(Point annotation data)
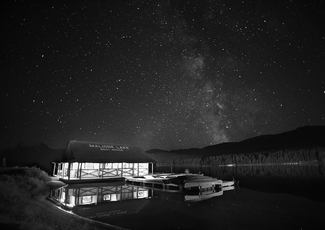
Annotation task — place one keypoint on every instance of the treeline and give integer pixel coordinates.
(306, 155)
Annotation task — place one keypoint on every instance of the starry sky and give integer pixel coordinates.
(159, 74)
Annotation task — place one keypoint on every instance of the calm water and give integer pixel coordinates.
(271, 197)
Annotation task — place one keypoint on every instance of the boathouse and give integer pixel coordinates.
(84, 161)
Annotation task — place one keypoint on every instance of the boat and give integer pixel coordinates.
(179, 182)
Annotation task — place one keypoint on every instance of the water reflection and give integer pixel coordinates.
(268, 198)
(99, 200)
(115, 199)
(308, 171)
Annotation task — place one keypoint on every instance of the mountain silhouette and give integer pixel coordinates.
(303, 137)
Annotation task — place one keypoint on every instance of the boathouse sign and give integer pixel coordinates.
(104, 147)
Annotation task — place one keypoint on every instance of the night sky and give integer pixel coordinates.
(159, 74)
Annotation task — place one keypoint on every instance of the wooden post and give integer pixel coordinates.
(77, 173)
(54, 169)
(122, 170)
(69, 168)
(103, 168)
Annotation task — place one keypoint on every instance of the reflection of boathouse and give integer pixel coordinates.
(102, 200)
(84, 161)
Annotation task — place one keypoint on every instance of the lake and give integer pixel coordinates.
(267, 197)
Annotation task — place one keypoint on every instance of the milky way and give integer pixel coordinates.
(160, 74)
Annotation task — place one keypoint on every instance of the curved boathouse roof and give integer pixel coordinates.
(94, 152)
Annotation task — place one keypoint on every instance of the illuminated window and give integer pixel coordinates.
(86, 200)
(107, 197)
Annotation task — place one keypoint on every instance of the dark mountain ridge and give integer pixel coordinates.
(303, 137)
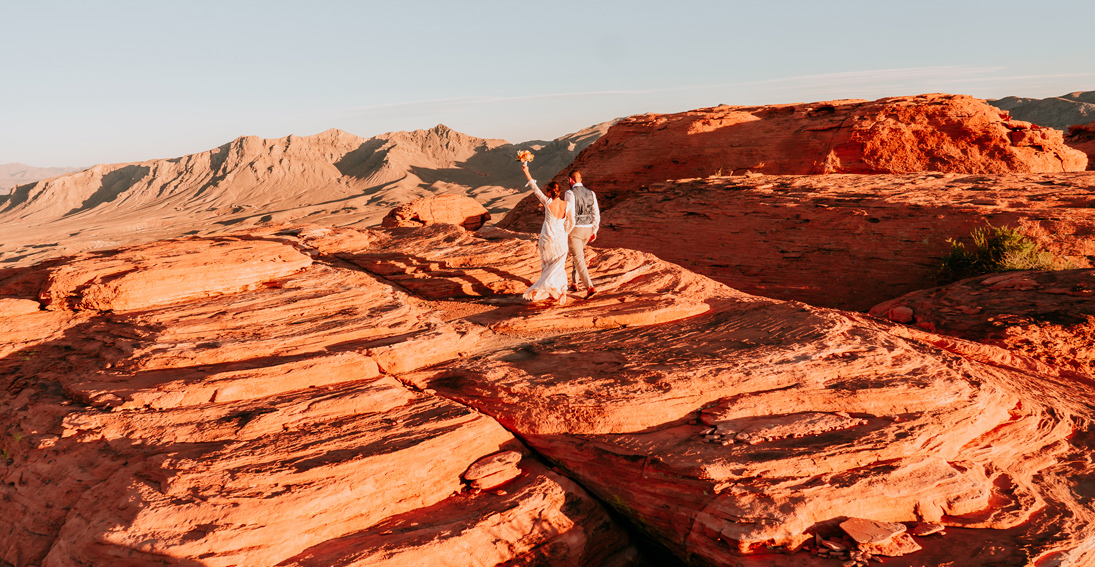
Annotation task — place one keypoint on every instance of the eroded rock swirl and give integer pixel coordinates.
(194, 402)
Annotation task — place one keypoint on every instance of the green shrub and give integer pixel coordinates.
(996, 249)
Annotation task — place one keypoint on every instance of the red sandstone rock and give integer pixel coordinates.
(252, 428)
(931, 132)
(183, 270)
(879, 537)
(449, 209)
(1082, 137)
(844, 241)
(11, 307)
(493, 471)
(1047, 315)
(311, 458)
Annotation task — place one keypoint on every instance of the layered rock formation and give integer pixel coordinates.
(14, 174)
(1055, 112)
(444, 209)
(1082, 137)
(357, 401)
(842, 241)
(337, 177)
(936, 132)
(1047, 315)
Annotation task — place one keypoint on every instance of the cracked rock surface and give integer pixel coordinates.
(391, 401)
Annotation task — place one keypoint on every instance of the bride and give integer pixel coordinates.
(558, 220)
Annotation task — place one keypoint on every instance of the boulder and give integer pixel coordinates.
(878, 537)
(1082, 137)
(179, 270)
(448, 209)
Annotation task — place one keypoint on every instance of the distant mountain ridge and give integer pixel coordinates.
(1056, 112)
(332, 177)
(14, 174)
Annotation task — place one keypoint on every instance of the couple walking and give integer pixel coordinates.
(571, 221)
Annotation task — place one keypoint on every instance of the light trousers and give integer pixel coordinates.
(577, 240)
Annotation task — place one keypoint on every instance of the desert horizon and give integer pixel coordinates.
(757, 286)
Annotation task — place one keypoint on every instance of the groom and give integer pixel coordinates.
(587, 220)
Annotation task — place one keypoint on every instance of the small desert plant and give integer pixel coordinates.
(996, 249)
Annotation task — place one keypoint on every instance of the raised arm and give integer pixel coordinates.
(532, 183)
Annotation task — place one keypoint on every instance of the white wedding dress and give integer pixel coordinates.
(553, 249)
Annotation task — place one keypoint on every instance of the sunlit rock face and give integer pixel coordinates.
(738, 194)
(1047, 315)
(384, 397)
(931, 132)
(1082, 137)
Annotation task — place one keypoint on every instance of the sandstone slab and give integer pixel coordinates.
(615, 408)
(1047, 315)
(930, 132)
(1082, 137)
(447, 209)
(324, 428)
(183, 270)
(844, 241)
(255, 427)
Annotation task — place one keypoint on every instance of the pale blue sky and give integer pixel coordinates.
(115, 81)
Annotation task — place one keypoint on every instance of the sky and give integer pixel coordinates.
(123, 81)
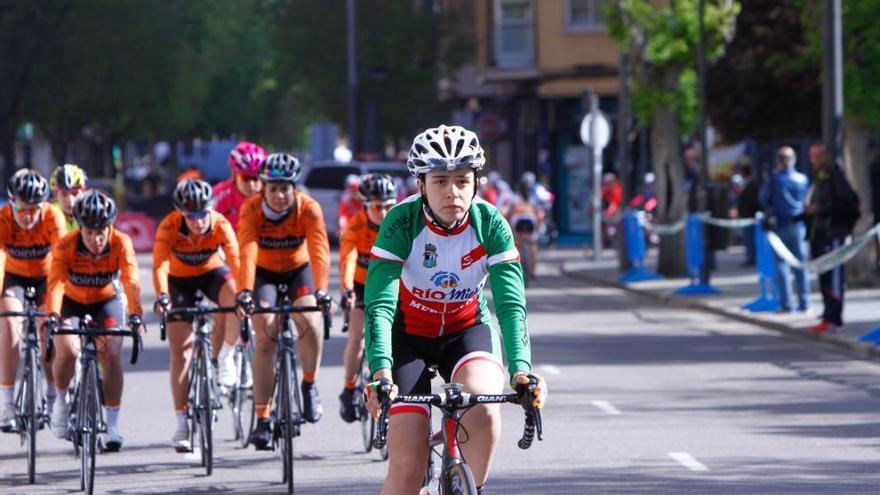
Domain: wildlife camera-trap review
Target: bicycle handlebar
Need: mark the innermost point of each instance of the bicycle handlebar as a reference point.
(462, 400)
(287, 308)
(98, 332)
(194, 311)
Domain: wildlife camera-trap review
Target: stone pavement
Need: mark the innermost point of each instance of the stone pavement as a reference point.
(738, 286)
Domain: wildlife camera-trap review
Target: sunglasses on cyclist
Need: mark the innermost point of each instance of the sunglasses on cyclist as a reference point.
(377, 206)
(25, 210)
(196, 215)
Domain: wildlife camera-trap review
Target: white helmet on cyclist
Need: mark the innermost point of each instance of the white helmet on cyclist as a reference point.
(445, 148)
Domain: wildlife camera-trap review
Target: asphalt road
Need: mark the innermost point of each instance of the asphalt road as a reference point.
(644, 398)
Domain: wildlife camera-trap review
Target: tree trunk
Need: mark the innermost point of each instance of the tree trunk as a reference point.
(862, 270)
(671, 196)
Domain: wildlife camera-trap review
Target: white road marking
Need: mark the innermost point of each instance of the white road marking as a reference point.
(550, 369)
(606, 407)
(688, 461)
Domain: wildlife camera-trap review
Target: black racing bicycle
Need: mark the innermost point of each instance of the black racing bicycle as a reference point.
(31, 412)
(287, 415)
(203, 398)
(455, 476)
(86, 416)
(241, 395)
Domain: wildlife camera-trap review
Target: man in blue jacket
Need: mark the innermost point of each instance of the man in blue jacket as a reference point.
(784, 196)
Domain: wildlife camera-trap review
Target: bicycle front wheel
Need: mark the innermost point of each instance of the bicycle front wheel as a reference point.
(87, 426)
(459, 480)
(368, 423)
(206, 413)
(287, 421)
(27, 409)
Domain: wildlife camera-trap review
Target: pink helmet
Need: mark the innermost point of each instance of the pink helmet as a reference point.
(246, 159)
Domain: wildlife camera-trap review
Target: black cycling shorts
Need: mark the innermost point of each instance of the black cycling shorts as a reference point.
(299, 284)
(359, 296)
(14, 286)
(183, 290)
(109, 313)
(413, 355)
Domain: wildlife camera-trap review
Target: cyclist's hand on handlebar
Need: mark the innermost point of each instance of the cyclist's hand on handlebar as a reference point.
(530, 387)
(136, 323)
(346, 299)
(163, 304)
(244, 303)
(325, 301)
(380, 390)
(53, 321)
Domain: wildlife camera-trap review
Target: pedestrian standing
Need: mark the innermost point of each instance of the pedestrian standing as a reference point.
(832, 210)
(783, 197)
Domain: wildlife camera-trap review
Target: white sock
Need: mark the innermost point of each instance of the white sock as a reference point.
(7, 395)
(51, 393)
(111, 414)
(225, 351)
(182, 420)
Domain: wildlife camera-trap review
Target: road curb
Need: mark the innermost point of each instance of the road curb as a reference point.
(860, 349)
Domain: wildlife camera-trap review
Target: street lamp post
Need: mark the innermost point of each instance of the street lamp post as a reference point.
(352, 76)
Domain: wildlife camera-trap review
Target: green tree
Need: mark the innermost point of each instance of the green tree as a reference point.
(402, 52)
(763, 87)
(661, 39)
(861, 92)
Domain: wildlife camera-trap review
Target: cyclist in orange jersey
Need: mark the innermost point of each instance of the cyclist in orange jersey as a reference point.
(283, 240)
(186, 259)
(28, 228)
(88, 266)
(378, 193)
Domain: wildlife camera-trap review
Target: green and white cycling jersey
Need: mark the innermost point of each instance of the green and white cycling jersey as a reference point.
(424, 282)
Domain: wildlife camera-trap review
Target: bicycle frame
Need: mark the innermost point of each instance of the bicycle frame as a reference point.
(30, 404)
(202, 395)
(86, 417)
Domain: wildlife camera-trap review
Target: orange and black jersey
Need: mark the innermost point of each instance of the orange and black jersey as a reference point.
(28, 253)
(87, 279)
(181, 253)
(280, 246)
(354, 250)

- Written instruction -
Collect every line of the items that contains the word "bicycle", counting only matches in the same case.

- Written solution -
Target: bicycle handlebar
Need: mark the innermost point of each instance of the bicycle handlebar as a reference point.
Target: black racing bicycle
Need: mark the innermost point of each instance of the black racing bicycle as a reference point.
Target: bicycle front wheel
Need: mark the innermost point of each instance of the bicycle front wheel as a reference point.
Target: bicycle frame
Need: mark the innermost point of each instance of the bicycle frame as a reference point.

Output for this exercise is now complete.